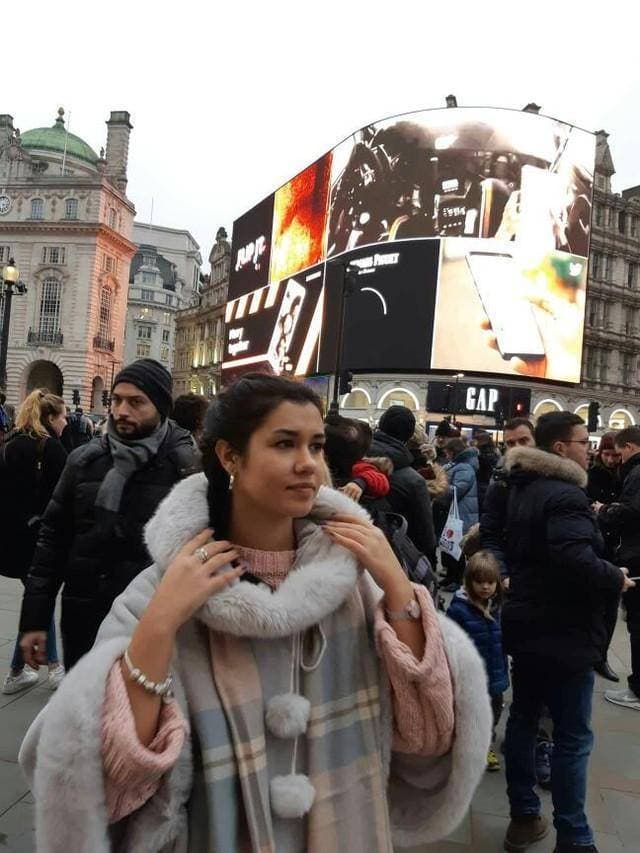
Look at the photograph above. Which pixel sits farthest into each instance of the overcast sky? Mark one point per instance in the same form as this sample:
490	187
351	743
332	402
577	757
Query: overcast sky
228	102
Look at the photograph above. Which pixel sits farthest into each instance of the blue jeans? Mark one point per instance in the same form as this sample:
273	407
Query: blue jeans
17	662
568	697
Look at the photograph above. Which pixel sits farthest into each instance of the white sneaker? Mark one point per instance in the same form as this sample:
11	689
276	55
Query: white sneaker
15	683
624	698
55	677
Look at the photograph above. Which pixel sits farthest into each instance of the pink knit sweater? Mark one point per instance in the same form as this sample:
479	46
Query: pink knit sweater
422	695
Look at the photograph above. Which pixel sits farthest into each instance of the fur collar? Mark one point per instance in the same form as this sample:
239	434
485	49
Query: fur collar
534	461
323	574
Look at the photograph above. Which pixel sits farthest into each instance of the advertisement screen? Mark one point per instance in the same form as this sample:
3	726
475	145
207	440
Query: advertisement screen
470	227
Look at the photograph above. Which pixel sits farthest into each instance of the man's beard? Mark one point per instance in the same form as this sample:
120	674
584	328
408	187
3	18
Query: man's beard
138	433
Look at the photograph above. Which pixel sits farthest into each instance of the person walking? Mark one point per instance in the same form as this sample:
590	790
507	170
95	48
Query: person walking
476	608
31	462
461	471
409	495
621	519
91	537
316	689
553	626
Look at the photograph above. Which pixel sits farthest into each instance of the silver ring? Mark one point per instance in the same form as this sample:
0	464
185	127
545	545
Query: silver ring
202	554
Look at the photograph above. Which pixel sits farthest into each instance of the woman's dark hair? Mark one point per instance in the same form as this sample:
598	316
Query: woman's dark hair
347	441
234	415
189	411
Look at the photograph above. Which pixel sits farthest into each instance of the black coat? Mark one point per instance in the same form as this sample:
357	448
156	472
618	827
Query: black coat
622	517
553	549
409	495
96	560
29	470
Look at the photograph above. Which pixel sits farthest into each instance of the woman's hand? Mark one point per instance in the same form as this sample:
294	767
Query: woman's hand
369	544
188	582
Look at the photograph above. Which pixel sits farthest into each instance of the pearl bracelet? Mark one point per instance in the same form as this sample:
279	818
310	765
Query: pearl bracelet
159	688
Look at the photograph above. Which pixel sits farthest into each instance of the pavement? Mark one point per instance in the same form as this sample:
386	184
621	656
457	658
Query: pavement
614	775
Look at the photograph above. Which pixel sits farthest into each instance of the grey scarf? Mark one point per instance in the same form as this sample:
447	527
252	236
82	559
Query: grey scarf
128	457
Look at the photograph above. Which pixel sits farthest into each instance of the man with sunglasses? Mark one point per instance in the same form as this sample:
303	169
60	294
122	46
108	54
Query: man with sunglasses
552	626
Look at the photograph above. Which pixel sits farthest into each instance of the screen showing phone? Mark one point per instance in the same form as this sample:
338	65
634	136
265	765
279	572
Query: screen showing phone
496	278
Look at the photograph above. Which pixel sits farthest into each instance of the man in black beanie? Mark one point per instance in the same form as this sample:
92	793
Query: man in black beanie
409	495
91	535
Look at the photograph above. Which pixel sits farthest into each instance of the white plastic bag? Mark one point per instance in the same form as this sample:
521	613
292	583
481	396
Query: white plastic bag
452	533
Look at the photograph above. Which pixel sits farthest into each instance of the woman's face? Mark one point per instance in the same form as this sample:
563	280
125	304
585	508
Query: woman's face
58	422
282	468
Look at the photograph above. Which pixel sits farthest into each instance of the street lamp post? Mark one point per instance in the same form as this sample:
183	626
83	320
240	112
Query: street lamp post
10	285
457	377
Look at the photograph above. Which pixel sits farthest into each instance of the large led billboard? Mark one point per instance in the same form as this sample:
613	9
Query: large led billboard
466	231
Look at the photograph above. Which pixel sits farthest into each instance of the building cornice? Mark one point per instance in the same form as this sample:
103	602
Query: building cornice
93	229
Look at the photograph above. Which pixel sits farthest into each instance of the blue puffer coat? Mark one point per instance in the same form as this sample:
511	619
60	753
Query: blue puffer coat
461	473
487	637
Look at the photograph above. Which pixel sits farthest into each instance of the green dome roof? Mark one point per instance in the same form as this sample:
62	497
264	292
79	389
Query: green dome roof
53	139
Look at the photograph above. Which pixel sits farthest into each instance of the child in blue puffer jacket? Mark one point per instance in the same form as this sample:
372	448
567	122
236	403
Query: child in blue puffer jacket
476	608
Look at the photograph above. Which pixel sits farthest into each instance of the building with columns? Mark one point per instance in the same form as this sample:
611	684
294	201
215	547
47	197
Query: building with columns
164	279
612	333
66	220
199	349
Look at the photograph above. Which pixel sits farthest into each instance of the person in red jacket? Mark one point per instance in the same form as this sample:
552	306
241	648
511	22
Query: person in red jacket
347	442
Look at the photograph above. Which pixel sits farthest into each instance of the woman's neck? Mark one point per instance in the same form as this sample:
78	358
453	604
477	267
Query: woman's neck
250	528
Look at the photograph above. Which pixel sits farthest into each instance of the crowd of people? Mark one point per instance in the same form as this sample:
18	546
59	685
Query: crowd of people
228	667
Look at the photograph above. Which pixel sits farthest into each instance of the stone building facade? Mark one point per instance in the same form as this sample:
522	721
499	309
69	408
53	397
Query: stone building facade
612	333
66	220
200	328
164	279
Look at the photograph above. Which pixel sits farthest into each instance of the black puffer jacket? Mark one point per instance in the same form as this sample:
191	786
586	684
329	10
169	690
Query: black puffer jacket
621	519
95	561
30	467
409	495
553	548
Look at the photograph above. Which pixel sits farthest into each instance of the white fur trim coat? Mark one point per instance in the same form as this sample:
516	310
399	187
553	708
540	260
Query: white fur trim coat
427	798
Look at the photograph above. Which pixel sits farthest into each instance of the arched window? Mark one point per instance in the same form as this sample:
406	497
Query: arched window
71	208
37	208
104	316
49	322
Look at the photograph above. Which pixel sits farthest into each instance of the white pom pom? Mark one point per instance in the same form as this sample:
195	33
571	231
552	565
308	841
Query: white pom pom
291	796
288	714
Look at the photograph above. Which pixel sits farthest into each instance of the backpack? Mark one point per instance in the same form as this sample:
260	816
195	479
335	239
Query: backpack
414	563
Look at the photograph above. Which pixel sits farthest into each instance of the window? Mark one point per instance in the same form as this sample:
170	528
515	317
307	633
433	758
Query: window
622	222
49	322
53	255
104	317
37	208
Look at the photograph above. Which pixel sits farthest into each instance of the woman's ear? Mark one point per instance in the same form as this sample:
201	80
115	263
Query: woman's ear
227	456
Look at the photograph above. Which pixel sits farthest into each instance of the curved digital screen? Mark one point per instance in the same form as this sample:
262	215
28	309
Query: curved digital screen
466	235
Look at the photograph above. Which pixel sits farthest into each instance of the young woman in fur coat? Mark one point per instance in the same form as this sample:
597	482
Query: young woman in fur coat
273	681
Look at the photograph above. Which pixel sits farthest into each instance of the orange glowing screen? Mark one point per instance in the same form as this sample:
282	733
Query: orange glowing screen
299	216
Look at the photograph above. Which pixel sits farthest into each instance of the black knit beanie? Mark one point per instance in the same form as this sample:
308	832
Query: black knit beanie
398	422
151	377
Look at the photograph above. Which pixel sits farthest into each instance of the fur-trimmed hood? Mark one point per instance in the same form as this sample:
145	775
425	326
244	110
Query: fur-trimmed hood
540	463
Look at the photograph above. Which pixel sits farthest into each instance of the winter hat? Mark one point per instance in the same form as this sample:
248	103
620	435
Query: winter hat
151	377
398	422
607	442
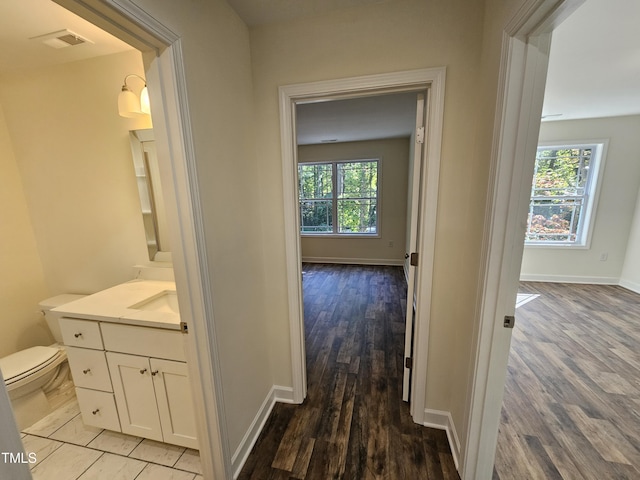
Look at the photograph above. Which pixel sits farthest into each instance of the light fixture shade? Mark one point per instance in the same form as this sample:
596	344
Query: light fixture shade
145	106
128	104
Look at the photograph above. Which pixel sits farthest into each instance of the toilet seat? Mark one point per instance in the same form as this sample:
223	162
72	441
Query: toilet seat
25	363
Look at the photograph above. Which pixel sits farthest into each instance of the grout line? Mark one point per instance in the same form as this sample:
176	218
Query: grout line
173	467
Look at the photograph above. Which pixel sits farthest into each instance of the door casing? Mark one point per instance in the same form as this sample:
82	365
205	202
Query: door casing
523	67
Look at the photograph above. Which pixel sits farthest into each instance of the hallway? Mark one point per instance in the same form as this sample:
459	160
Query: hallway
353	424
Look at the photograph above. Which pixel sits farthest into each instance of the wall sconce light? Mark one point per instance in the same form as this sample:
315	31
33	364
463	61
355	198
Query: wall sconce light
129	105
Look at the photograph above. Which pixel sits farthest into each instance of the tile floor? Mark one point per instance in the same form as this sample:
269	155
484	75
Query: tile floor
66	449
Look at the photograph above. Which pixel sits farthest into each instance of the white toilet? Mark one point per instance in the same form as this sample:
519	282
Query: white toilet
36	375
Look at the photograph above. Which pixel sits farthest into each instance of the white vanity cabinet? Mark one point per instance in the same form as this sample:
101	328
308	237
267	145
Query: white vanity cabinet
132	379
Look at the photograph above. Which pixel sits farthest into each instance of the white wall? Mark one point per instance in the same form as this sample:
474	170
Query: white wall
615	210
630	277
392	209
215	44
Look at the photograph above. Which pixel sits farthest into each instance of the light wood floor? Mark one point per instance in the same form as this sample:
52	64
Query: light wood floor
572	399
353	424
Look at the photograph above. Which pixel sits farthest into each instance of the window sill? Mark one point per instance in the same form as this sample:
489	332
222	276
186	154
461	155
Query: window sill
340	235
559	246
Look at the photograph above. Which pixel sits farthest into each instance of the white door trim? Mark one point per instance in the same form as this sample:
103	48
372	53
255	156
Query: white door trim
165	74
432	80
525	50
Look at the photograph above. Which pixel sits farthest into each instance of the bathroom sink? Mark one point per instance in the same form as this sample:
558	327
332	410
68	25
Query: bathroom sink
165	302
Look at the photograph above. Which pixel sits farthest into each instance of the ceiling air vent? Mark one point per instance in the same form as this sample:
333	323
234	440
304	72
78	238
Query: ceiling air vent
61	39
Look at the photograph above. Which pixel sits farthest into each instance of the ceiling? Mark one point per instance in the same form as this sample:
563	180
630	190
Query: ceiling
366	118
594	67
21	20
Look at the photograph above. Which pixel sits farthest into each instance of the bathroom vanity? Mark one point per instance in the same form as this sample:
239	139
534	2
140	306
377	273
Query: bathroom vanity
126	350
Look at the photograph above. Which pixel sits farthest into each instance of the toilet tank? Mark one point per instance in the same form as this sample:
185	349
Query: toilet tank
53	317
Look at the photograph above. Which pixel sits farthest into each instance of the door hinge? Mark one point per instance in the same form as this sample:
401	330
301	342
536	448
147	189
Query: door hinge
509	321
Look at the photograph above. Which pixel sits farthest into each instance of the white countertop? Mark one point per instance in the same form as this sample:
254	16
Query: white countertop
114	305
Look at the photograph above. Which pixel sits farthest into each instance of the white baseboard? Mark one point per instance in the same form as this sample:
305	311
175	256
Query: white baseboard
443	421
276	394
536	277
355	261
629	285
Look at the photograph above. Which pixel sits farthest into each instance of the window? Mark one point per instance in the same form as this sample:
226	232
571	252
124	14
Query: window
339	197
562	194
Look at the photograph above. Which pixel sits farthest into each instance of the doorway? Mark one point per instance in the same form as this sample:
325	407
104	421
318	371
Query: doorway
166	80
431	80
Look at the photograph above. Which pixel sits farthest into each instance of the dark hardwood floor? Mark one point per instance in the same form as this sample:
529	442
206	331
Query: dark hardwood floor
353	424
572	398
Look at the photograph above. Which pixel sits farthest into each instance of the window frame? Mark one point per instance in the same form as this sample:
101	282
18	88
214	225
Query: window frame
584	230
335	199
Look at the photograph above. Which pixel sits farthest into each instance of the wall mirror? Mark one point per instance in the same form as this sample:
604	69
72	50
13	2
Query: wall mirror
145	162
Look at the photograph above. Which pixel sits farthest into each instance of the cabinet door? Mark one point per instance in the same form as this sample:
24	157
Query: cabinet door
173	393
135	396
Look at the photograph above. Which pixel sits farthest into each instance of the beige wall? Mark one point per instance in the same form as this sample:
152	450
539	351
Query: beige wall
22	283
70	212
72	151
215	43
392	177
631	270
387	37
619	185
496	15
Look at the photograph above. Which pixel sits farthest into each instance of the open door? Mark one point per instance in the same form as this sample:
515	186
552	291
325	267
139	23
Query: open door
411	257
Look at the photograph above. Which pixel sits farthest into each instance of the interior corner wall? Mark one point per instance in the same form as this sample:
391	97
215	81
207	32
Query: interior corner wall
73	154
22	283
381	38
614	214
630	277
214	43
388	247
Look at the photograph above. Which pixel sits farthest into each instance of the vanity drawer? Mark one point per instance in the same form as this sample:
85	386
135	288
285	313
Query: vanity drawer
81	333
89	369
98	409
144	341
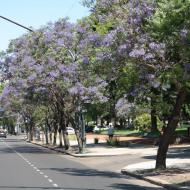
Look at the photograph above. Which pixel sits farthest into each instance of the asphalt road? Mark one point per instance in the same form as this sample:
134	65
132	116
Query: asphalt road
30	167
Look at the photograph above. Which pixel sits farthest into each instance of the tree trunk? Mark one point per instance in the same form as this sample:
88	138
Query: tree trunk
79	140
55	136
46	134
169	131
154	127
31	132
66	140
60	138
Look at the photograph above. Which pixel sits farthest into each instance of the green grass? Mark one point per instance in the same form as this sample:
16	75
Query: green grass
124	132
72	137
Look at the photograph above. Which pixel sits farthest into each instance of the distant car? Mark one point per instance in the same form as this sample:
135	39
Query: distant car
89	129
100	128
70	130
3	133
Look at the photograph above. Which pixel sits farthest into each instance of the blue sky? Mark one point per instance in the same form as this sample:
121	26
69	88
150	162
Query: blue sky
35	13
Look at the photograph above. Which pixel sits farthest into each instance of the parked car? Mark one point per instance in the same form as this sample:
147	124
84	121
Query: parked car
89	129
3	133
100	128
70	130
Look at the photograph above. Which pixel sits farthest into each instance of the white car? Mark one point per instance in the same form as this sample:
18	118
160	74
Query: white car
70	130
100	128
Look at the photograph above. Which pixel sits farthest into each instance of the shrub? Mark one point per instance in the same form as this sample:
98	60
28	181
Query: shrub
113	142
143	122
96	140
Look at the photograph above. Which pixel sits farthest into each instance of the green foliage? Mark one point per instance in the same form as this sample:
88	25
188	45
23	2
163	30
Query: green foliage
96	140
113	142
143	122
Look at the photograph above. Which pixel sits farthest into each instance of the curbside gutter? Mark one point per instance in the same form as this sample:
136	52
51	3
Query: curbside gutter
152	180
77	155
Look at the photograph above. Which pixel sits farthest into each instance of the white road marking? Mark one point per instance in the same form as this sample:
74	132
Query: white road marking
55	185
32	165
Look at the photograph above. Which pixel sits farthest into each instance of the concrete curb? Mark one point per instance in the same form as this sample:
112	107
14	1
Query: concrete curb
71	154
152	180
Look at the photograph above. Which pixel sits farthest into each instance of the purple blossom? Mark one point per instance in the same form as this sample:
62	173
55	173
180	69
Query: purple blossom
77	89
187	67
52	62
148	56
156	46
80	29
136	53
183	33
39	69
53	74
60	42
32	77
85	60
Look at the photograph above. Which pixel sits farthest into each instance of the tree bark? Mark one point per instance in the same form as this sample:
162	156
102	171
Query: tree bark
154	127
60	138
170	130
66	140
55	134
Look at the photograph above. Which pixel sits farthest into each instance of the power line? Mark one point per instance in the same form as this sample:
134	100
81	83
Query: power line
16	23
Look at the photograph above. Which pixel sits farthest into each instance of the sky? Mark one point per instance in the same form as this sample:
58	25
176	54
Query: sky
35	13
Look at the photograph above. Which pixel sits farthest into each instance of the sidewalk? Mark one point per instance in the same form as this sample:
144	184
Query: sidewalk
176	177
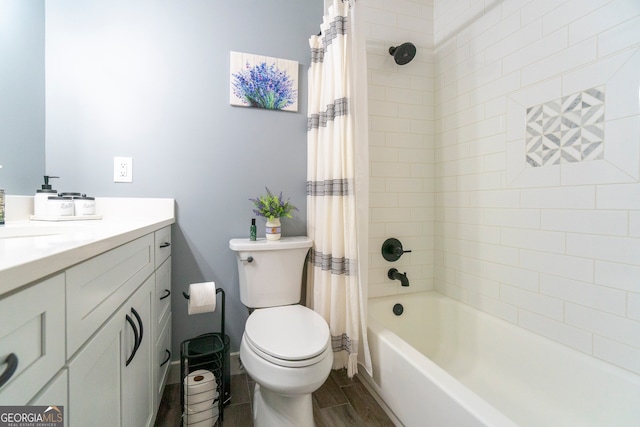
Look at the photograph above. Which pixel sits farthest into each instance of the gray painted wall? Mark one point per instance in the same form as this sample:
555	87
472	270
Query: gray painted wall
150	80
21	95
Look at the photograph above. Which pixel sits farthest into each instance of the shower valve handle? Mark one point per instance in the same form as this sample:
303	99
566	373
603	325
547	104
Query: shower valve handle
392	249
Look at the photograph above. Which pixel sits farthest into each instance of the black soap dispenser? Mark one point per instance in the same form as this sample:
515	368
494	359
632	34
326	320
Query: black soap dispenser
42	196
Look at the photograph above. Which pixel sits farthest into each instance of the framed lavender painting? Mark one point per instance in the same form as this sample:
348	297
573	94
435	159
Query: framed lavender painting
263	82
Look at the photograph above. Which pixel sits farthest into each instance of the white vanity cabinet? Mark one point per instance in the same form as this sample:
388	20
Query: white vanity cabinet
94	337
110	377
31	339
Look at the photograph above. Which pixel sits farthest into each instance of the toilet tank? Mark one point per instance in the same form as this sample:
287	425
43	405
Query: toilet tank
270	271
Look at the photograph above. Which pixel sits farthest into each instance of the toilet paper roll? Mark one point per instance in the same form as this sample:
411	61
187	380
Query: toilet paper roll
192	408
207	396
198	382
204	423
202	297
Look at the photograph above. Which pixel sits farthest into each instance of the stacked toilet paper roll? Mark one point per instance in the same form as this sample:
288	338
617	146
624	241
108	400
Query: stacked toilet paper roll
200	399
202	297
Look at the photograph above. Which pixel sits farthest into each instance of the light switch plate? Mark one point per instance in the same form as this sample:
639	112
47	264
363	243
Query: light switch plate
122	169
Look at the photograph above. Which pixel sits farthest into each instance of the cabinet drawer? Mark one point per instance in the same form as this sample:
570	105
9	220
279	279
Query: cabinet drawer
163	294
32	331
162	361
97	287
162	244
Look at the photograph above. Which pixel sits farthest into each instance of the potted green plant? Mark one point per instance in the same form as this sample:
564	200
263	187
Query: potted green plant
273	208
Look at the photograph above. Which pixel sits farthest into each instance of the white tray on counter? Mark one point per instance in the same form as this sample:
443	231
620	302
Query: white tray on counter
64	218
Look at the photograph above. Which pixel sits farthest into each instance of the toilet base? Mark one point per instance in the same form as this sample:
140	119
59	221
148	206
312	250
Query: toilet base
276	410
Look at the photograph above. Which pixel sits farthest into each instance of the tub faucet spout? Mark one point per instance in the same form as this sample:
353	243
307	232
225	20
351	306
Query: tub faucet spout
394	274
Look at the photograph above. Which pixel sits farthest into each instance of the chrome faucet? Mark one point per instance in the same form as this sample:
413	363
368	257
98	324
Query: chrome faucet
394	274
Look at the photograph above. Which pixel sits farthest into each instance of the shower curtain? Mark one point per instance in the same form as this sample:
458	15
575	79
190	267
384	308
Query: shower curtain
337	185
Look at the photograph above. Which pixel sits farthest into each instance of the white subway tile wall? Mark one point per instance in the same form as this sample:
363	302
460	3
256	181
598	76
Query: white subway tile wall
554	248
401	142
564	245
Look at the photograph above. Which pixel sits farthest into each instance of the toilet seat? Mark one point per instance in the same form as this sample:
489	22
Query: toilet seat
290	336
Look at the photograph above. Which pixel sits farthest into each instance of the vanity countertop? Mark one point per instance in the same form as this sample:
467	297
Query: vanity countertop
31	250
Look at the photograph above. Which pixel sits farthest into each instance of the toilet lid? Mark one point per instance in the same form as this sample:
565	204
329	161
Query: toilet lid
291	332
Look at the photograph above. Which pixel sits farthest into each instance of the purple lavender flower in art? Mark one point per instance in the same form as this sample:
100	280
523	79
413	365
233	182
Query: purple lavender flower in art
264	86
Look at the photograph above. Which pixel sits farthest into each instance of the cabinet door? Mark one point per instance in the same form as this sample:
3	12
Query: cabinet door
97	287
107	385
137	377
54	394
32	338
162	362
94	378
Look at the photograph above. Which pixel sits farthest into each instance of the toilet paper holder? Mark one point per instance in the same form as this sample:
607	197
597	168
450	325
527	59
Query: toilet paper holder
209	351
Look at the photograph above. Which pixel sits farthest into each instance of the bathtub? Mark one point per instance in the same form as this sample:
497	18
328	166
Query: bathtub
443	363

---

▶ [GIVEN TASK]: Exactly as written, give the line containing "the toilet lid?" and all remaining lines of the records.

▶ [WRITTEN ANSWER]:
Look at the photograph above. Which pixel sits farthest into each instance of the toilet lid? Mark one point per instance in the same form as this sample:
565	204
329	161
Query: toilet lid
291	332
Look at the photograph above. Which pixel sits farthest into each instance of the purple lavender flower in art? Mark one point per instance in the same form as this sample:
100	280
523	79
413	365
233	182
Query: purple lavender flower in art
264	86
Look at the photograph above. Which pixel sits farthest into each instance of the cabinet door? Mark one point per instance in the same form as this sample:
3	12
Query: cabinet door
97	287
107	385
137	377
54	394
32	338
162	362
94	378
Look at the photograph above. Which pixel sits farthest into each instance of the toilet paper holder? Mark one point per instance in the same form as this sample:
607	197
597	168
450	325
527	59
Query: toilet paper holder
209	351
Look at the photograph above. Which pixel sits farthest into each instance of the bathtub? Mark one point per instance in the same form as this sample:
497	18
328	166
Query: bathtub
443	363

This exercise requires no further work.